[Records taken from a collection]
★ ★ ★
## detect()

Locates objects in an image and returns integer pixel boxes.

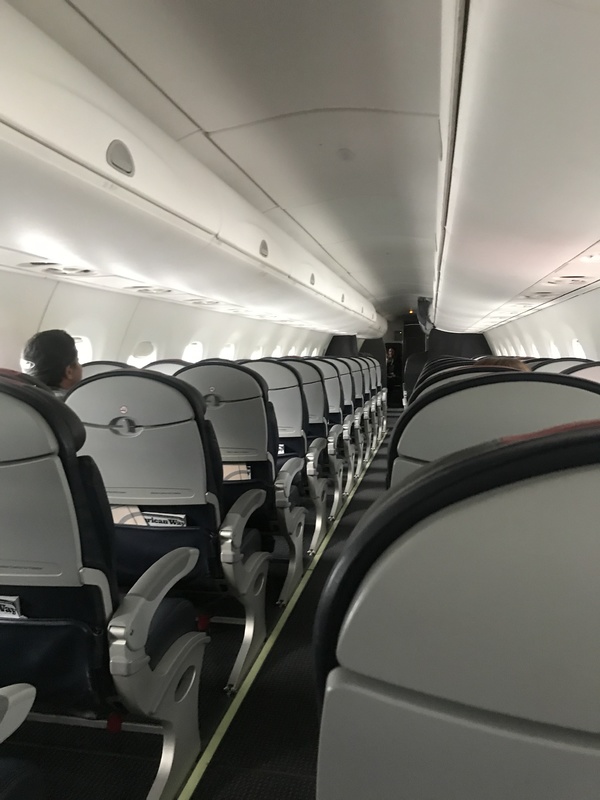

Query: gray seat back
[143,358,190,375]
[359,356,379,397]
[314,422,600,800]
[245,359,305,439]
[391,371,600,486]
[66,370,208,506]
[306,358,342,415]
[0,382,103,587]
[324,356,354,408]
[361,354,383,389]
[280,358,329,425]
[81,361,127,380]
[338,358,368,406]
[177,361,273,464]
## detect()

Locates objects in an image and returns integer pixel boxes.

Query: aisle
[182,411,398,800]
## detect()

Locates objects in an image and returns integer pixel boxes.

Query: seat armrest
[0,683,36,742]
[108,547,199,660]
[343,414,355,440]
[327,425,344,456]
[306,436,327,478]
[275,458,305,508]
[219,489,267,563]
[306,436,327,464]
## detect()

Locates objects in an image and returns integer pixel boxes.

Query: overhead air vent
[106,139,135,178]
[131,286,173,294]
[43,265,99,278]
[190,297,221,306]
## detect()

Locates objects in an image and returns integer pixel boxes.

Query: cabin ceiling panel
[68,0,440,131]
[10,0,442,320]
[436,0,600,331]
[213,111,439,214]
[181,131,276,212]
[8,0,197,139]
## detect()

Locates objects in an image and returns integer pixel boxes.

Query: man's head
[23,330,81,389]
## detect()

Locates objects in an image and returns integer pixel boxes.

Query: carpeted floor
[0,412,397,800]
[193,412,398,800]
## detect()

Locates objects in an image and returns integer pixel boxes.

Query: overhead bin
[0,1,387,337]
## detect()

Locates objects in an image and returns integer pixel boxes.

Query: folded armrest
[327,424,344,456]
[275,458,304,508]
[108,547,199,664]
[343,414,354,439]
[306,436,327,464]
[0,683,35,742]
[219,489,267,563]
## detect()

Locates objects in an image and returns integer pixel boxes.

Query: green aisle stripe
[178,442,381,800]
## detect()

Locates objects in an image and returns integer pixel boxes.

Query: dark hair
[23,330,78,389]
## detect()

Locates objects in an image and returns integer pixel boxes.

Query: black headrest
[314,416,600,701]
[0,367,54,395]
[386,367,600,489]
[144,358,191,369]
[409,363,525,401]
[0,378,85,457]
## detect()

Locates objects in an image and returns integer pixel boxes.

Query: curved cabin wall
[485,289,600,361]
[0,0,385,337]
[0,271,331,369]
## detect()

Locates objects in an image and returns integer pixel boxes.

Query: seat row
[387,358,600,487]
[0,359,385,800]
[314,360,600,800]
[313,418,600,800]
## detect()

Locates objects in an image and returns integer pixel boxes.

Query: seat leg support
★ ★ ★
Stated exercise
Copy the records from the start through the line containing "[0,1,387,337]", including that line, and leave the pictures out.

Task output
## detect()

Locates objects in an image and returns integer pixel boxes.


Query: gray seat back
[143,358,190,375]
[359,356,379,397]
[314,422,600,800]
[245,359,305,439]
[391,371,600,486]
[66,370,208,506]
[306,358,342,415]
[0,382,103,587]
[324,356,354,408]
[361,354,383,389]
[280,358,329,425]
[81,361,127,380]
[338,358,368,406]
[177,361,273,464]
## detect()

Locates objects in an image and returns integer pixel boxes.

Query: aisle
[182,411,398,800]
## detect()

Locates objects in an image and returns integer pixel boxes.

Query: seat armrest
[0,683,36,742]
[108,547,199,660]
[343,414,355,440]
[327,425,344,456]
[306,436,327,478]
[275,458,305,508]
[219,489,267,563]
[306,436,327,464]
## detect()

Locates objects in an image and returns integer pixel boxes.

Query: overhead air vent
[106,139,135,178]
[131,286,173,294]
[43,265,99,278]
[190,297,221,306]
## detect()

Locates objects in an image and returns integer pixel boxes.

Query: cabin ceiling panel
[68,0,440,131]
[10,0,442,320]
[436,0,600,331]
[213,111,439,214]
[181,131,276,212]
[8,0,197,139]
## detect()

Locates objects in an image and returns integer pixel boxes.

Query: man's head
[23,330,81,389]
## detect()

Locates objects in an image and returns integer pixel boxes.

Query: carpeted floor
[0,412,397,800]
[193,412,398,800]
## detect()

Locates objects in an image and returns integer pixel boxes.

Query: overhead bin
[0,1,387,337]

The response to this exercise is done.